## start SOURCE MATERIAL

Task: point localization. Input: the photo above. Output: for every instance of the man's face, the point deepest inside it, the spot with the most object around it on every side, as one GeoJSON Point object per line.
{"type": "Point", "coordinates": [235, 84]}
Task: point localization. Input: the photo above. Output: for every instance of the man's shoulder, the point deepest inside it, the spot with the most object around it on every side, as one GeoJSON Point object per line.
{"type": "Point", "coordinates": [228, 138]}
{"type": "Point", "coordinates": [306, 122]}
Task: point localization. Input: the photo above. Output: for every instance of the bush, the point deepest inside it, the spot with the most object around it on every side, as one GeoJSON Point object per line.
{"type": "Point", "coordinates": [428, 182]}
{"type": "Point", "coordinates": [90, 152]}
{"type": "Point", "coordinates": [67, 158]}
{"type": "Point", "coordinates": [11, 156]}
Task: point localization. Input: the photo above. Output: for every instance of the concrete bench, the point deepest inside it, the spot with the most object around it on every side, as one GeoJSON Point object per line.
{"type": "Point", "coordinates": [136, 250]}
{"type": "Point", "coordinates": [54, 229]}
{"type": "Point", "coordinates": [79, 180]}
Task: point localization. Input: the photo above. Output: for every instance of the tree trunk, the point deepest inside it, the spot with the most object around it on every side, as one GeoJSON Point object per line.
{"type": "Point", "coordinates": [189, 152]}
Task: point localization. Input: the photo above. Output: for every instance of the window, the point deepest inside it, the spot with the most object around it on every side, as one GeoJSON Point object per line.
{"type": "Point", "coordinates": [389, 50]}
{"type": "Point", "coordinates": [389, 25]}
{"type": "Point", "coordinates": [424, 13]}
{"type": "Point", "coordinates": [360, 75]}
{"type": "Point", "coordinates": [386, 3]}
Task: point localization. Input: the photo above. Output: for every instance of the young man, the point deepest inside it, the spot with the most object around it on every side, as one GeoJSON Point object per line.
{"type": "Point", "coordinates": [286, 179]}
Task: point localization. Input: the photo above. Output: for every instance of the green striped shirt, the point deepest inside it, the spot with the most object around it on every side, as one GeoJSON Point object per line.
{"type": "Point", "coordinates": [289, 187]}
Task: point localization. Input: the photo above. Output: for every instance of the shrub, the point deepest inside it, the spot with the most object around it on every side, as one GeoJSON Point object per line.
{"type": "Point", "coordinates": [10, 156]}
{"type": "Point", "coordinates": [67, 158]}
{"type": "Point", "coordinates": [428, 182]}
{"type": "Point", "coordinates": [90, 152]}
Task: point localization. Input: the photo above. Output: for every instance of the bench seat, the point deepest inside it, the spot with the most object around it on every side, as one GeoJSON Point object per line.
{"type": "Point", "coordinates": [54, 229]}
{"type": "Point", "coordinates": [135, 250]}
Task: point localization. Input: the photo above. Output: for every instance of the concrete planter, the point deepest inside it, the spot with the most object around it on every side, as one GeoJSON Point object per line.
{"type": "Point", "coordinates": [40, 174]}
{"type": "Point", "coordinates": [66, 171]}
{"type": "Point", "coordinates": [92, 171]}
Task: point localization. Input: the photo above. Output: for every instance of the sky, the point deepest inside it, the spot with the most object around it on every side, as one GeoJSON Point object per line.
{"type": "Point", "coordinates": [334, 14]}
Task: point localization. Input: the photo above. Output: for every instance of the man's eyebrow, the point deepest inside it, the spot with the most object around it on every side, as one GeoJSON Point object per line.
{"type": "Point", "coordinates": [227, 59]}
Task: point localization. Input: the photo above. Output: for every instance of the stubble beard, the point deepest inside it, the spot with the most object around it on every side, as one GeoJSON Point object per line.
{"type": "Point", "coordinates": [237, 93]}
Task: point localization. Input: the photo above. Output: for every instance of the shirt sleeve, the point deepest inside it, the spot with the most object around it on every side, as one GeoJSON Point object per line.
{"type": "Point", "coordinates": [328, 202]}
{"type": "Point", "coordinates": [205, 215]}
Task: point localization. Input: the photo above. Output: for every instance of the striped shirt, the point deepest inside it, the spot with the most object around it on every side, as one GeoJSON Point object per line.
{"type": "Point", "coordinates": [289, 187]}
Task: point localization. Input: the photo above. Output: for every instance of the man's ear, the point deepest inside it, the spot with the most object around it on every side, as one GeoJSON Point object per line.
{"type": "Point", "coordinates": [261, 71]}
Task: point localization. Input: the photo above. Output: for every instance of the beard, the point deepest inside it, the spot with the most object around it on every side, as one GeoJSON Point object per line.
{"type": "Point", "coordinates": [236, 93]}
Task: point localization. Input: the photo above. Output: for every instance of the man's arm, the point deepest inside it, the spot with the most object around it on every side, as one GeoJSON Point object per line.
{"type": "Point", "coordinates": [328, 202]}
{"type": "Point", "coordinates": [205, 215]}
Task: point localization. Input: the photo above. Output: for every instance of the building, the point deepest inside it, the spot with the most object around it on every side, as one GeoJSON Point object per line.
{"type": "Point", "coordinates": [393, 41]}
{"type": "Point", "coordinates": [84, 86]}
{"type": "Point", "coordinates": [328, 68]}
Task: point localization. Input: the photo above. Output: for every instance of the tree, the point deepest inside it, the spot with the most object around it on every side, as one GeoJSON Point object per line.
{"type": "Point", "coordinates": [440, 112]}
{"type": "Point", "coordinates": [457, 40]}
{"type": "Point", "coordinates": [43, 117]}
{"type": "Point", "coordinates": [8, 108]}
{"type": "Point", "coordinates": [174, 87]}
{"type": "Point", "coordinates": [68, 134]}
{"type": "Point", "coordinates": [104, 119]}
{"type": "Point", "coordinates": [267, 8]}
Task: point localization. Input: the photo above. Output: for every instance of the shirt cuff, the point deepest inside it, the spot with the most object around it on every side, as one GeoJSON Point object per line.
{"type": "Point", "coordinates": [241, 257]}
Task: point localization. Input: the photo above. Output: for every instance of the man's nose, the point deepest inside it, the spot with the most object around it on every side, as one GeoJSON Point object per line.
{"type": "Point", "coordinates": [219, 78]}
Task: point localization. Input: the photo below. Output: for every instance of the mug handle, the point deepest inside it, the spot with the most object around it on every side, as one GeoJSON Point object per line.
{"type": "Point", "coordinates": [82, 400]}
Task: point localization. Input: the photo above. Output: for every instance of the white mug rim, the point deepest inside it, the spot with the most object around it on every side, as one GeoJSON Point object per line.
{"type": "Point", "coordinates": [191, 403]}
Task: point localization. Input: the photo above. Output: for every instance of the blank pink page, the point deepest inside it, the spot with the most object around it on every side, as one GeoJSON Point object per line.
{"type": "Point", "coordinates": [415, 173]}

## end SOURCE MATERIAL

## WRITTEN EXERCISE
Reproduce every one of the lines above, substituting "keypoint detection" for each occurrence of "point localization" and leaving all else unchanged.

## SOLVED EXERCISE
Task: keypoint detection. Input: the photo above. Output: for every instance of the man's face, the point deepest inside it, the spot with the most object around it on every side, as one GeoJSON Point object per line.
{"type": "Point", "coordinates": [235, 84]}
Task: keypoint detection. Input: the photo above. Output: for every instance of the man's shoulder, the point deepest inside it, the spot with the most object around it on every side, as one GeoJSON Point object per line.
{"type": "Point", "coordinates": [228, 138]}
{"type": "Point", "coordinates": [306, 122]}
Task: keypoint detection. Input: the photo above. Output: for every instance of the bush, the point deepest inside it, the spot with the most object around it on every side, as one GeoJSON Point object per line.
{"type": "Point", "coordinates": [428, 182]}
{"type": "Point", "coordinates": [90, 152]}
{"type": "Point", "coordinates": [67, 158]}
{"type": "Point", "coordinates": [11, 156]}
Task: keypoint detection. Input: the photo above. Output: for every instance of the concrete bench, the point deepest inside it, the spot with the most object around it on every side, as one GeoJSON Point object per line.
{"type": "Point", "coordinates": [136, 250]}
{"type": "Point", "coordinates": [54, 229]}
{"type": "Point", "coordinates": [79, 180]}
Task: keypoint detection. Input: the photo above. Output: for every instance of the tree trunk, the point deepest inside it, the spot with the most object around it on every side, as one GeoJSON Point object per line.
{"type": "Point", "coordinates": [189, 152]}
Task: keypoint detection. Input: the photo above. Output: for every instance of the window, the point deepest inside it, the spot with the most object around it on every side, as one GeoJSON Point object per line.
{"type": "Point", "coordinates": [389, 50]}
{"type": "Point", "coordinates": [389, 25]}
{"type": "Point", "coordinates": [424, 13]}
{"type": "Point", "coordinates": [360, 75]}
{"type": "Point", "coordinates": [386, 3]}
Task: keypoint detection. Input: the photo above. Output: for every instance of the young man, the point deepest inside it, the spot with the most object around it on every side, as one GeoJSON Point object per line.
{"type": "Point", "coordinates": [286, 179]}
Task: keypoint detection. Input: the photo above. Output: for every instance of the green striped shirt, the point deepest inside it, the spot with the most object around it on every side, as one GeoJSON Point object per line.
{"type": "Point", "coordinates": [289, 187]}
Task: keypoint detection. Input: the photo above. Output: for every instance of the shrub, the point deepest inside it, the spot with the most object around it on every side, as one GeoJSON Point object per line.
{"type": "Point", "coordinates": [10, 156]}
{"type": "Point", "coordinates": [67, 158]}
{"type": "Point", "coordinates": [428, 182]}
{"type": "Point", "coordinates": [90, 152]}
Task: keypoint detection. Input: the photo above. Output: for every instance of the bench seat, the point deepest inside it, the spot with the most object around it on every side, as one GeoJSON Point object per line.
{"type": "Point", "coordinates": [54, 229]}
{"type": "Point", "coordinates": [135, 250]}
Task: keypoint detection. Input: the photo above. Output: for every instance of the concrete planter, the point deepest inside it, the spot with the most object around it on every side, as one GeoJSON Point object per line.
{"type": "Point", "coordinates": [40, 174]}
{"type": "Point", "coordinates": [66, 171]}
{"type": "Point", "coordinates": [92, 171]}
Task: keypoint detection. Input: the photo above. Output: for every instance of the sky, the point deepest inside it, the spot with the most object around it on every side, as one GeoJSON Point object per line.
{"type": "Point", "coordinates": [334, 14]}
Task: keypoint detection. Input: the photo above. Output: for every instance of the man's eyebrow, the point deepest inside it, the spot with the most object around it on every side, as one GeoJSON Point object per line.
{"type": "Point", "coordinates": [227, 59]}
Task: keypoint detection. Input: the photo above. Output: for every instance of the stubble beard, the point deepest inside it, the spot with the most object around it on every side, as one GeoJSON Point object per line.
{"type": "Point", "coordinates": [237, 93]}
Task: keypoint detection. Input: the photo above. Output: for every instance of the shirt sleeve, the point deepest inside it, the spot with the most object around it on every side, as one GeoJSON Point object per line.
{"type": "Point", "coordinates": [328, 202]}
{"type": "Point", "coordinates": [205, 215]}
Task: keypoint detection. Input: the photo above. Output: for every instance of the striped shirt, the point deepest inside it, the spot with the most object around it on every side, as one GeoJSON Point object per line.
{"type": "Point", "coordinates": [289, 187]}
Task: keypoint detection. Input: the photo above. Output: for every instance of the man's ear, the point deepest inside it, the spot with the most object around it on every side, as one GeoJSON Point object per line.
{"type": "Point", "coordinates": [261, 71]}
Task: keypoint detection. Input: the photo above. Output: for every instance of the beard, the point deepest inside it, the spot with the most object around it on every side, as one GeoJSON Point object per line.
{"type": "Point", "coordinates": [236, 93]}
Task: keypoint detection. Input: the photo above. Output: for every instance of the man's arm, the point deepest inside it, the spot with the most object around it on every side, as one GeoJSON Point object per line.
{"type": "Point", "coordinates": [328, 202]}
{"type": "Point", "coordinates": [205, 215]}
Task: keypoint detection. Input: the photo above. Output: for every instance of the building, the point deepest inside it, the spot with the most object around it on every side, as one GeoJSON Point object per line.
{"type": "Point", "coordinates": [393, 41]}
{"type": "Point", "coordinates": [84, 86]}
{"type": "Point", "coordinates": [328, 68]}
Task: keypoint detection. Input: the photo above. Output: for every instance of the tree, the point deepest inside it, the spot with the most object around it on every side, as one GeoJSON Point object per line.
{"type": "Point", "coordinates": [440, 112]}
{"type": "Point", "coordinates": [457, 40]}
{"type": "Point", "coordinates": [43, 117]}
{"type": "Point", "coordinates": [8, 108]}
{"type": "Point", "coordinates": [174, 87]}
{"type": "Point", "coordinates": [68, 134]}
{"type": "Point", "coordinates": [104, 119]}
{"type": "Point", "coordinates": [267, 8]}
Task: keypoint detection. Input: the photo above. Output: for every instance of the shirt cuff, the point deepest inside it, the spot with the most object around it on every side, as one GeoJSON Point object per line.
{"type": "Point", "coordinates": [241, 257]}
Task: keypoint detection. Input: the photo above. Output: for every instance of the man's nose, the point deepest inside it, the spot with the most object around it on every side, as one GeoJSON Point object per line.
{"type": "Point", "coordinates": [219, 78]}
Task: keypoint detection. Input: the photo below. Output: for every instance of the mug handle, the point deepest inside it, the spot with the most object around it on every side, as one GeoJSON Point object per line.
{"type": "Point", "coordinates": [82, 400]}
Task: keypoint detection. Input: the photo above. Output: for every instance of the white mug rim, the point deepest inside it, the spot with the most object around it on every side, as one GeoJSON Point object per line.
{"type": "Point", "coordinates": [191, 403]}
Task: keypoint detection. Input: the photo above. Output: for every instance of the blank pink page, the point deepest inside it, the spot with the most object around it on every side, as one GeoJSON Point object per line.
{"type": "Point", "coordinates": [415, 173]}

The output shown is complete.